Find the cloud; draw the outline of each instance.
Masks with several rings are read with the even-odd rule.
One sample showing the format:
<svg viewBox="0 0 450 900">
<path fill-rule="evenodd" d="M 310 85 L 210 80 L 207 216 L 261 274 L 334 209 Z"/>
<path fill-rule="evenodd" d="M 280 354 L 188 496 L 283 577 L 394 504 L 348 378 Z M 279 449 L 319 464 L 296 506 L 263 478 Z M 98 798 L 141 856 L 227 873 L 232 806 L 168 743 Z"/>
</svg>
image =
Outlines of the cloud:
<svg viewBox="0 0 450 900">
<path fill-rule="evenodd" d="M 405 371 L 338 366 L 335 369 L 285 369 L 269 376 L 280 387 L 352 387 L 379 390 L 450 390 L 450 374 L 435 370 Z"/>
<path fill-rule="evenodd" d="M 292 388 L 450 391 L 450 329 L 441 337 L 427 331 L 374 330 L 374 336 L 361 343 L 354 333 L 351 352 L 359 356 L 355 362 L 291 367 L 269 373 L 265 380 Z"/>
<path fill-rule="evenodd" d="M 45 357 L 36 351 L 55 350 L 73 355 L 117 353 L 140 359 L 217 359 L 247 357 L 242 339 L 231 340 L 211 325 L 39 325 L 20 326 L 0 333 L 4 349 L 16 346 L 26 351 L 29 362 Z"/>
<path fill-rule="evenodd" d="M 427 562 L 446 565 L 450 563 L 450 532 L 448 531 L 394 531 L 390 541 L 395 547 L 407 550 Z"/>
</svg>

**WORK TO COMPLETE**. Everything before the line containing "One sample showing" stays out. Write out that line and the rest of the entries exactly.

**WRITTEN REPLY**.
One sample showing the format:
<svg viewBox="0 0 450 900">
<path fill-rule="evenodd" d="M 310 85 L 210 80 L 207 216 L 261 274 L 334 209 Z"/>
<path fill-rule="evenodd" d="M 280 354 L 188 496 L 283 577 L 394 504 L 348 378 Z M 279 449 L 319 464 L 296 506 L 263 478 Z M 98 798 L 141 856 L 227 873 L 232 806 L 168 743 Z"/>
</svg>
image =
Outlines of the cloud:
<svg viewBox="0 0 450 900">
<path fill-rule="evenodd" d="M 405 371 L 338 366 L 335 369 L 285 369 L 269 376 L 280 387 L 352 387 L 379 390 L 450 390 L 450 374 L 435 370 Z"/>
<path fill-rule="evenodd" d="M 292 388 L 450 391 L 450 329 L 441 337 L 427 331 L 374 330 L 374 336 L 361 343 L 354 333 L 351 352 L 359 356 L 355 362 L 291 367 L 269 373 L 265 380 Z"/>
<path fill-rule="evenodd" d="M 45 357 L 36 351 L 55 350 L 73 355 L 117 353 L 140 359 L 217 359 L 247 357 L 242 339 L 231 340 L 211 325 L 39 325 L 20 326 L 0 333 L 4 349 L 16 346 L 26 351 L 29 362 Z"/>
<path fill-rule="evenodd" d="M 427 562 L 446 565 L 450 563 L 450 532 L 448 531 L 394 531 L 390 541 L 395 547 L 407 550 Z"/>
</svg>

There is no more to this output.